# [What you are asked to do]
Count the rows below that contain the word "bare", and give only that number.

[Excerpt from a dataset]
********************

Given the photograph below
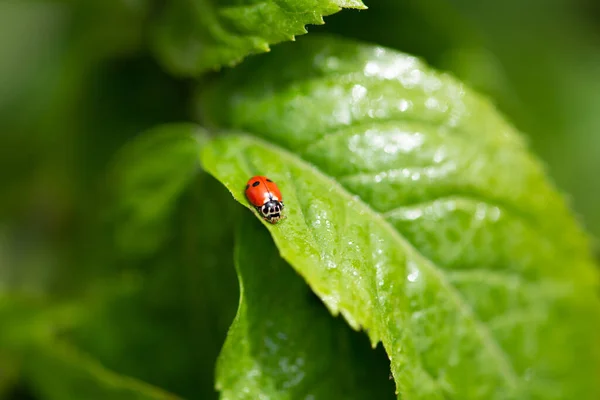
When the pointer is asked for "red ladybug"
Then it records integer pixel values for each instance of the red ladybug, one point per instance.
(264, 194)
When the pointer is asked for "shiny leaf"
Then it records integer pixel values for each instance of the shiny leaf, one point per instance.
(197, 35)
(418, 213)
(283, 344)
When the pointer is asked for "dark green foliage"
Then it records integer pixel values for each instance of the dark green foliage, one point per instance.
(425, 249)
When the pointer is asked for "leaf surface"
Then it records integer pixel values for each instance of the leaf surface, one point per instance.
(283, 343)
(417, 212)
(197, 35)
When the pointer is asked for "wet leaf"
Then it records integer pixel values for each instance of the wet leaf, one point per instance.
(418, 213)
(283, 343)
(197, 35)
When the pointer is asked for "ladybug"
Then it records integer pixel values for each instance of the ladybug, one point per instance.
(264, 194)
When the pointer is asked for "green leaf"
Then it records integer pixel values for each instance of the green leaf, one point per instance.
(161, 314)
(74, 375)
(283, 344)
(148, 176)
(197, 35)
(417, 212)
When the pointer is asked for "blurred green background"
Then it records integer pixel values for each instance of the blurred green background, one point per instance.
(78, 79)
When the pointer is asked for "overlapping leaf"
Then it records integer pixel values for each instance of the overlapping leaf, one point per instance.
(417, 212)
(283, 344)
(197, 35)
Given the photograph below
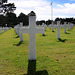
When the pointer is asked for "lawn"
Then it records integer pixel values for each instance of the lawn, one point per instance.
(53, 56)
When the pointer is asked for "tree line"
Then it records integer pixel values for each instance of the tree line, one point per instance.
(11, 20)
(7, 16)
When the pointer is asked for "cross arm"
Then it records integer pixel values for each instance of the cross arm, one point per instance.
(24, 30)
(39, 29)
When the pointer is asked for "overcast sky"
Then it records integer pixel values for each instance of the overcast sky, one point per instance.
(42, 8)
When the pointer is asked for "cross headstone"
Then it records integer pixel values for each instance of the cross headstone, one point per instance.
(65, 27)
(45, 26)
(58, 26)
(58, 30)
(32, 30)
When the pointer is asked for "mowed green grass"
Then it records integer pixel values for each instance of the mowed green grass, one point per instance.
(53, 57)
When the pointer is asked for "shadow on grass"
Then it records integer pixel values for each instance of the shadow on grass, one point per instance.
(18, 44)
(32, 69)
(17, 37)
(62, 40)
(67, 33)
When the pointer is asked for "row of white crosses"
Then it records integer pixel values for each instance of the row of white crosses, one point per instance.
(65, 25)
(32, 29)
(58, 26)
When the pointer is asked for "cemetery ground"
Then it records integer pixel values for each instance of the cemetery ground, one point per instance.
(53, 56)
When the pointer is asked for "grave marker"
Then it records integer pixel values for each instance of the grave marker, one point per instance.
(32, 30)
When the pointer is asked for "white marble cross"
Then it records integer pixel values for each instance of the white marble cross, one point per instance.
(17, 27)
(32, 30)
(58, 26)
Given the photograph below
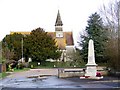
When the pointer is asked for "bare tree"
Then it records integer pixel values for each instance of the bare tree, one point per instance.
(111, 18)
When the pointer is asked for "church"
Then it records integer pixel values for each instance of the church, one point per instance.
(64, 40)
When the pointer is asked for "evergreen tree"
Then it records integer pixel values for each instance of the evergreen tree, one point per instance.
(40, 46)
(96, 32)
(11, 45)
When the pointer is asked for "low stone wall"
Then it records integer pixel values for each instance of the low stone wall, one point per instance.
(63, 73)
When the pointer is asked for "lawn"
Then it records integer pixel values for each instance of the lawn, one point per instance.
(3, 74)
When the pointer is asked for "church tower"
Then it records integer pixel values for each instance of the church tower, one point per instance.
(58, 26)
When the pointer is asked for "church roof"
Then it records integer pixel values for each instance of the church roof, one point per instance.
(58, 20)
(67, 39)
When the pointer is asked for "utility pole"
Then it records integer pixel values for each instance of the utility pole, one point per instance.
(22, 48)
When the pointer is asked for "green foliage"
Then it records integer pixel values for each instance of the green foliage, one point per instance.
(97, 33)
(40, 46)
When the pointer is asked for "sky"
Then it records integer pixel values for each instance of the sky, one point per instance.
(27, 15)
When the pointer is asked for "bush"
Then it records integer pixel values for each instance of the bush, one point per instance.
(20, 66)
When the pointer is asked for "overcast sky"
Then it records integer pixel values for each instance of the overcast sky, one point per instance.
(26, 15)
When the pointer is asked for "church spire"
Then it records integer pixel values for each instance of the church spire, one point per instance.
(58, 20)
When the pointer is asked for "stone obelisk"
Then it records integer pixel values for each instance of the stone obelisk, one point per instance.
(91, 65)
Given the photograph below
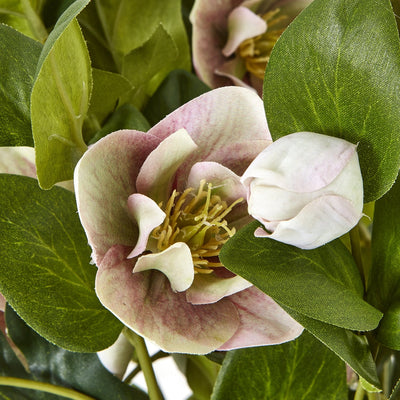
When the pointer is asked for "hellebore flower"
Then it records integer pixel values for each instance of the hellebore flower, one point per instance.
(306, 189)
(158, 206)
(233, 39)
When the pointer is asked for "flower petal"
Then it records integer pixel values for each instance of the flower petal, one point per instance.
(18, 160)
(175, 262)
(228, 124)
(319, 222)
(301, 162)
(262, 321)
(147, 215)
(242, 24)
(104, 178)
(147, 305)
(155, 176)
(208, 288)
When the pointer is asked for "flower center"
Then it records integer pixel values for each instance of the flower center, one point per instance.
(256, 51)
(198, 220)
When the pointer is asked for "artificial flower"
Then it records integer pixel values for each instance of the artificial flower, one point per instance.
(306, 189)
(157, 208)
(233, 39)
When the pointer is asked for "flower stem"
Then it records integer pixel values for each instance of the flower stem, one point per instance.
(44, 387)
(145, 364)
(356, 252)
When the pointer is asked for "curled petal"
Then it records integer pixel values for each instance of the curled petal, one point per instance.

********************

# [Result]
2